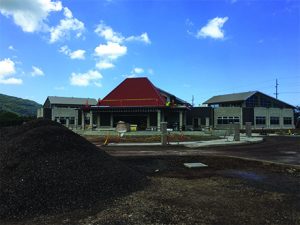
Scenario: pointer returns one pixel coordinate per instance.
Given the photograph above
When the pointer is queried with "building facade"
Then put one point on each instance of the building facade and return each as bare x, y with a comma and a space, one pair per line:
261, 110
137, 101
65, 110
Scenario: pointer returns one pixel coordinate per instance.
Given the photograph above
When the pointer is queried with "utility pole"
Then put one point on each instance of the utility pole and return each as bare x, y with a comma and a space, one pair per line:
192, 100
276, 89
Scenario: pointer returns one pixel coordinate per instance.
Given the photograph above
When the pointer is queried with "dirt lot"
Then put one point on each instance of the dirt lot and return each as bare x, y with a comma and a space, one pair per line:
279, 149
99, 140
229, 191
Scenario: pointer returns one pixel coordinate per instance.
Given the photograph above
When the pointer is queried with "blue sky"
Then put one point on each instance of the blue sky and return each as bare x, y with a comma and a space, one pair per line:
85, 48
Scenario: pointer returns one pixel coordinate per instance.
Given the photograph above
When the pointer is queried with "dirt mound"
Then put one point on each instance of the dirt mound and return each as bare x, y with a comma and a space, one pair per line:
45, 168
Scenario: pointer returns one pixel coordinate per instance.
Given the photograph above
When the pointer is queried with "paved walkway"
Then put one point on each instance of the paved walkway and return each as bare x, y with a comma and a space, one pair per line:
196, 144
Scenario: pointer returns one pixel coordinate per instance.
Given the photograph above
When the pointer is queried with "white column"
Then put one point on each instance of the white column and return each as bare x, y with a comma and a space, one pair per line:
111, 119
267, 118
207, 122
76, 122
180, 120
148, 121
98, 120
91, 119
82, 120
158, 119
281, 119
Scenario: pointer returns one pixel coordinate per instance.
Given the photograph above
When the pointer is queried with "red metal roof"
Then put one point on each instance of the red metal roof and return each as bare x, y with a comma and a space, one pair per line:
134, 92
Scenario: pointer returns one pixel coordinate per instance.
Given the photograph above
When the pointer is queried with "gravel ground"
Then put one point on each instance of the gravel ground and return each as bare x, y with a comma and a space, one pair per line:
229, 191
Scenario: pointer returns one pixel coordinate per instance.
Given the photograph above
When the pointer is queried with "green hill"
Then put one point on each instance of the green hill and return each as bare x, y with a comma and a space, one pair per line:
22, 107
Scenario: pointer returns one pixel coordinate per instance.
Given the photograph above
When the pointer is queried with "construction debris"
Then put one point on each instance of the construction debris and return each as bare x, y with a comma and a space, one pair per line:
46, 168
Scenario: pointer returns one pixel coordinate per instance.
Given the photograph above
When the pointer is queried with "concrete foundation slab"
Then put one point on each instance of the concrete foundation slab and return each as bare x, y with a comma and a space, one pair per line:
194, 165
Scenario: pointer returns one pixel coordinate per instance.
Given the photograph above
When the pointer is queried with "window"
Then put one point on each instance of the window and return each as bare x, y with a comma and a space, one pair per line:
228, 120
260, 120
62, 120
236, 119
274, 120
287, 120
72, 120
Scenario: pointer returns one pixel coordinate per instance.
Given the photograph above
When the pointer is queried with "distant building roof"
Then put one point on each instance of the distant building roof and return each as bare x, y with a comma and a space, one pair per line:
71, 100
137, 92
237, 97
241, 97
134, 92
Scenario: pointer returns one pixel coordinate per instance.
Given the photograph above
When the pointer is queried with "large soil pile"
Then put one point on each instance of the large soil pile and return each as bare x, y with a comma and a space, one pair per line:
45, 168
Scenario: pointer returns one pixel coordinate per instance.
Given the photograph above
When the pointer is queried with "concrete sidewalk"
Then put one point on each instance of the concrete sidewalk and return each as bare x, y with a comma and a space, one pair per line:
196, 144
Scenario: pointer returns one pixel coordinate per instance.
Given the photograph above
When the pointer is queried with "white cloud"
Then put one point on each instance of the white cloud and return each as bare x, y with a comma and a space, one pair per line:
36, 71
11, 48
129, 76
7, 69
66, 25
115, 45
77, 54
110, 50
60, 88
30, 15
213, 29
84, 79
142, 38
11, 80
102, 64
151, 71
108, 34
138, 70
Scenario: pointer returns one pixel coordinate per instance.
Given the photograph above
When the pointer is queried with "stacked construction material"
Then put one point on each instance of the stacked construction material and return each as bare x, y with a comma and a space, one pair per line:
46, 168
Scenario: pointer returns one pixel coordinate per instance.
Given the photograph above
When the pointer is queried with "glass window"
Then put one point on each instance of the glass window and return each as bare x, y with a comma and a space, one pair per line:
274, 120
236, 119
228, 120
260, 120
72, 120
287, 120
220, 121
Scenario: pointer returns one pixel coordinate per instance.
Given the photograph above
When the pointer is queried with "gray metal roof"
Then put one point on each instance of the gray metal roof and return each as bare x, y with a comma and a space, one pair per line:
71, 100
237, 97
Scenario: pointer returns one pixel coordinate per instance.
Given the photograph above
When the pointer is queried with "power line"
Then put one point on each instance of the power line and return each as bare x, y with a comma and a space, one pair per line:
276, 89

☆ ☆ ☆ ☆ ☆ ☆ ☆

> [Exercise prompt]: Quote the preceding listing precisely and completely, omitting its images.

> [Output for this exercise]:
Scenario: pointer returns one pixel coordinate per instance.
Given the photograph above
When the pointer is queried with "building facade"
Then put one point on each instance of the building facade and return each as bare x, y with a comma and a space, one pair per line:
261, 110
137, 101
65, 110
Scenario: pointer returns one pixel coordinate per instance.
Given the photograph above
When the pointer is queried with "utility pole"
Then put one point on each instance of the utility pole and return each as bare x, y with a comma and a space, one pair per line:
192, 100
276, 89
Scenario: pointer returns one pixel coordinate per instance.
Given the photograph above
When the pointer is queried with "dirt lot"
Then put one point on each instance of the dirt lot and return each as bare x, y with a comma and a space, one pair per line:
279, 149
99, 140
229, 191
Scenario: pointer returns one pixel coordinate per instance.
Given the photograph above
When the pointer is queried with "blue sky"
Then put one point on each instance of the blue sky and return each as bare x, y with a comma and a space, one pair per line:
85, 48
Scenario: pointer returns one pixel coordinate per instance.
Given the photograph above
When the pointer is queried with "dirt mound"
Then put one point on each instance of the dirt mound and return each as bare x, y with a comma and a space, one pair per line:
45, 168
Scenario: pointer returns one pixel coordinate per instance.
Given the photograph above
When the pointer is queried with "paved walkway"
Then put one point on each instance of the paved walkway and return each as bare x, y with a comma and a space, one pair per line:
196, 144
Scenario: pointer returns one pixel coordinate per instance.
Given the photograph above
When the pointer is queried with "white column"
Then put one point on each instance of the white column and return each as bare x, y with a comma and a space, one pair per line:
111, 119
267, 118
207, 122
76, 122
180, 120
148, 121
98, 120
91, 119
82, 120
158, 119
281, 119
Scenario: pointer returns one pixel coordinate per instance.
Given the photograph above
When the pointer is queried with "red metal roof"
Then put one point on each instance of the red metal roof and return each as bare x, y with a comma and a space, one pair per line:
134, 92
Scenario: pointer returns one pixel coordinate per instance.
Given the photograph above
When the pointer is queried with "gravel ground"
Then put one point on each instance of the gravel ground and return each as bare x, y with a comma and a space, one pair per line:
229, 191
Scenario: pointer returns one pixel coordinate per instance.
Given the photograph above
When the pointer is queried with "green hill"
Then put one point on each instance of the green hill and return each as bare x, y with a comma and a space, one pair per line:
22, 107
Scenario: pointer returns one pixel coordinate per instance.
Given the photograph above
When the pointer is queried with "construction debris"
Then put one point on each instance of the construction debris and return each as bare x, y with a comma and a space, one pair per line:
46, 168
Scenario: pointer returns one pixel coordinate per instance.
Given the photograph above
When the pointer is queried with "concrete foundation slab"
Then put one point on each instance of the concrete foundation slab and return each as bare x, y with a comma and a space, one pair per line:
194, 165
Scenario: pointer returns one pixel coordinate per instance.
Given the photograph above
When the pointer is queried with "window"
Then put one point on each instance of the window and return each as bare x, y with a comma and a space, one pair per line:
228, 120
260, 120
62, 120
236, 119
274, 120
287, 120
72, 120
Scenario: pointer returns one pixel coordinate per instance.
Given the photograph above
When the pointer is queried with "distant building roof"
Then put one point on each instance of the distant building roof and return each as bare x, y with a comma and a space, one pair per line:
71, 100
137, 92
237, 97
241, 97
134, 92
Scenario: pointer returns one pixel coordinate per instance.
Given the photograph above
When the pointer is queried with "large soil pile"
Then put one point on each instance of the large soil pile and return each as bare x, y with a comma and a space, one pair per line:
45, 168
Scenario: pointer returns one pixel coordinate per instance.
Given the photograph above
When the pointer is queried with "concrete sidewalk"
Then put one point on each instance of the concrete sidewalk and return each as bare x, y with a comma and a space, one pair per line:
196, 144
Scenario: pointer returns one pixel coordinate per instance.
Given the photograph above
When the pointer is queried with "white cloud"
Then put one point on each instance of the white cloud and return each as bare x, y with a comma and a space, one pair per line:
36, 71
11, 48
129, 76
7, 69
66, 25
115, 45
77, 54
110, 50
60, 88
30, 15
213, 29
84, 79
142, 38
11, 80
102, 64
151, 71
108, 34
138, 70
Scenario: pointer returns one pixel coordinate per instance.
Given the photograph above
When the pointer is queried with "stacked construction material"
Then put one point on each instance of the stacked construction material and return each as bare x, y with a comma and a space, one pair per line:
46, 168
Scenario: pointer returns one pixel coordinate per instance.
Given the photograph above
When the pointer is queried with "glass window"
Then put one point on each instance of the glass window and return each as bare x, y with a comma and a space, one pair per line:
274, 120
236, 119
228, 120
260, 120
72, 120
287, 120
220, 121
Scenario: pointer returns one pixel coordinate per instance.
Given the photograph above
When the pointer is queried with "gray metal roof"
Then put one point on each instance of the gray metal roof and return each as bare x, y with a comma and a space, one pair per line:
71, 100
237, 97
Scenario: pointer returns one pixel coordinate per instance.
Given the photograph above
When the pointer is queried with "power line"
Then put one point on each instance of the power line and return each as bare x, y with a comma and a space, one pair per line:
276, 89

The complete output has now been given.